Passage provided
DOUGLAS BEVIS was one of a group of obstetricians and gynaecologists trained in Manchester in the immediate post-war period who made a great contribution to obstetrics and gynaecology. His was the first academic department in this speciality based at St James's Hospital, Leeds, and he laid the foundation for its subsequent success.

Born in Ealing, Bevis was educated at William Hulme's School, in Manchester, and his undergraduate medical education was completed at Manchester University, where he qualified in 1943. After house-surgeon posts at Burnley Victoria Hospital and St Mary's Hospital, Manchester, he became a surgeon lieutenant in the Royal Navy, serving first in the Mediterranean and then in the East Indies. His postgraduate training in obstetrics and gynaecology started after the Second World War at St Mary's Hospital, Manchester. It was at this time that Bevis first showed an originality of thought and an ability to push forward ideas into practice.

He made a significant contribution to reducing the tragic loss of babies' lives from rhesus disease by his early original work on amniocentesis, drawing off fluid from around the fetus in order to establish how severely affected the baby might be by this disease. His observations and techniques were first published in 1950, but it was several years before their importance was fully accepted. He received more recognition abroad than at home for this work.

Listed records
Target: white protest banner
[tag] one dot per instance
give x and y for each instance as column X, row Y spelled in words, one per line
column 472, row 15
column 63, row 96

Task details
Carry on the biographical passage about Douglas Bevis from its last sentence, writing in the same style.

Answer box
Appointed as a consultant at Park Hospital, Manchester, in 1952, Bevis continued his work with rhesus disease. The potential to spend more time in research led him in 1967 to take up a Senior Lecturer's post at Sheffield University in Professor Scott Russell's department. He researched into problems in infertility, particularly the male aspects, and more especially into in vitro fertilisation.

Bevis moved to Leeds in 1973 as Professor of Obstretrics and Gynaecology at St James's Hospital and immediately began to build up a new academic department. Great controversy surrounded his revelation at the 1974 annual conference of the British Medical Association that in vitro fertilisation had been successfully achieved. The media and professional pressure which ensued, almost proved too much for him and he withdrew from further work in this field.

He and the group of friends whom he had trained with went on to found a travelling club, the Fothergill Club, which still arranges visits to centres of excellence in Britain and abroad. It had the then unusual custom of always inviting the partners of members to join the visits and he and his wife, Eve, greatly enjoyed the social friendships that this formed.

Douglas Bevis was known to all his friends as 'Tiger', though this alluded to his youthful exploits on the rugby field and not to his general demeanour. He will be remembered as a modest man of quiet charm, kind to his patients and helpful to his staff. He had many interests outside medicine including music and literature. Always good with his hands, he worked in silver and had his own hallmark when working in Sheffield and produced some remarkably fine scale-model constructions.